:: 抜粋した文章 ::
-- -- --
BJ 第97話 「幸福な男」 出演キャラクターリスト(出演順)
スパイダー・・・・・・・・・・吹き飛ぶもの/一郎の母(偽者)の横に座る
もの
ヒョータンツギ・・・・・・・・ニュースアナウンサー
?・・・・・・・・・・・・・・・・・イラン人の男
?・・・・・・・・・・・・・・・・・天童一郎
ブラック・ジャック・・・・・ブラック・ジャック
?・・・・・・・・・・・・・・・・・一郎の母
?・・・・・・・・・・・・・・・・・イラン人の男の母
六角さん・・・・・・・・・・・・医師
?・・・・・・・・・・・・・・・・・医師
主要キャラクター総崩れ(笑)。
気がついた方教えてください。
一郎は七郎とはちょっとちがいますよね・・・
よく考えたらそんなことあるはずないだろう、というくらい無理がある
設定でありながらやはり感動してしまいます。
偽者と偽者の間に本物の愛が生まれるというお話。
普通に考えて二十ページ強のページに収まる話ではないです。
その語り口、場面展開の上手さも光る作品。
最後のBJのセリフも好きだなあ。
おがわさとし
みなさんこんにちは。金沢みやおです。
「幸運な男」
[9155] 倉田わたるさんの、思い入れを込められた、完璧な書きこみを読ん
でしまった今、私には付け加える言葉がありません。
倉田さん、グレートっす、グレート!。
付け加えがありませんので、繰り返しになりますが、私も「幸運な男」を
支持します。ええ断固支持しますとも。
これは傑作です。短編のお手本です。絶妙の構成です。私を魅了する「最後
に明かされる衝撃の事実」型の傑出した一作です。BJエピソードのマイベ
スト1…かどうかは、えーと、まだ決めていません(なぜか急に腰砕け笑)。
-- -- --
:: データ行 ::

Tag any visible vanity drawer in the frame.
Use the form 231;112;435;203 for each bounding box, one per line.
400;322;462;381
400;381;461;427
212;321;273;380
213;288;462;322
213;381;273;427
-- -- --
:: 取り組む課題 ::
(a) データ行のエントリをすべて、一字一句変えずに出力してください。
(b) ブラック・ジャック第97話についての文章を、最後の文に続けて書き進めてください。

:: 課題の解答 ::
(a)
Tag any visible vanity drawer in the frame.
Use the form 231;112;435;203 for each bounding box, one per line.
400;322;462;381
400;381;461;427
212;321;273;380
213;288;462;322
213;381;273;427

(b)
全部の感想文を書きながら確認を進め、慎重に検討して決めようと思って
います。
たしかに、ツッコもうと思えばいろいろあります。天童夫人の亭主は、すり
かわりに気づかなかったのか。倒産後、亭主はどうしたのか。アルバムの写
真によれば、天童一郎の姉か妹がいたようだが、それはどうしたのか。一郎
は、日本語ができず漢字も読めないはずなのによく仕事をみつけられたな。
昔の豪邸の隣に住もうというニセ夫人の感覚がわからない。倒産後、もうメ
リットもないからとっとと雲隠れすればよいのに、あてのない一郎の帰りを
待っていたというニセ夫人の行動の不自然さ(なぜにわざわざバレる危険を
犯す?)。ニセ夫人はどうやって食べていたのか?(質屋通いの売り食いだ
けでしのいでいた?働きもせずに?)。etc…。
でもこれらは、ツッコもうと思って読みなおして分かること。初めて読んだ
ときには、物語にひっぱられ、あれよあれよという間に、驚きと感動の結末
へと導かれてしまいました。
キャラクターデザインにもひとこと。
ニセ夫人(=一郎の実母の顔)と、ニセ一郎の実母(アラビア人のオニ母)
の対比が強烈です。
オニ母は、まさにオニ。ブルドック。ほぼ男。幼児虐待の冷酷暴虐な怪物。
ニセ夫人は、小柄。ネズミ(ハムスター?)。元はお金持ちの夫人で世間
しらずのお嬢様の出。控えめな一昔前の日本の慈母。
それらが、うまいぐあいにキャラクターデザインで表現されています。
はう〜。どうしてこういう絵が描けてしまうんでしょう。ホント感心します。
虫媒花です。おはようございます。
BJ第97話「幸運な男」について:
倉田さん&金沢さんが手放しで絶賛された傑作です。
おがわさんもこのように ↓ 書いておられまして・・・
> おがわです。
> 普通に考えて二十ページ強のページに収まる話ではないです。
> その語り口、場面展開の上手さも光る作品。
まさしくそのとおりで、虫媒花も同意いたします。
ストーリーが無駄なく無理なく、劇的に感動的に展開されています。
まだ読んでいらっしゃらないかたは是非・・・
すでにお読みになったかたもそれなりに・・・この機会に再読される
ことを心からお勧めいたします。
けど、これだけじゃ(この回のBJのセリフじゃありませんが)、
出番が少なすぎるので、ひと言:
「BJって、歯科はできなかったのね?」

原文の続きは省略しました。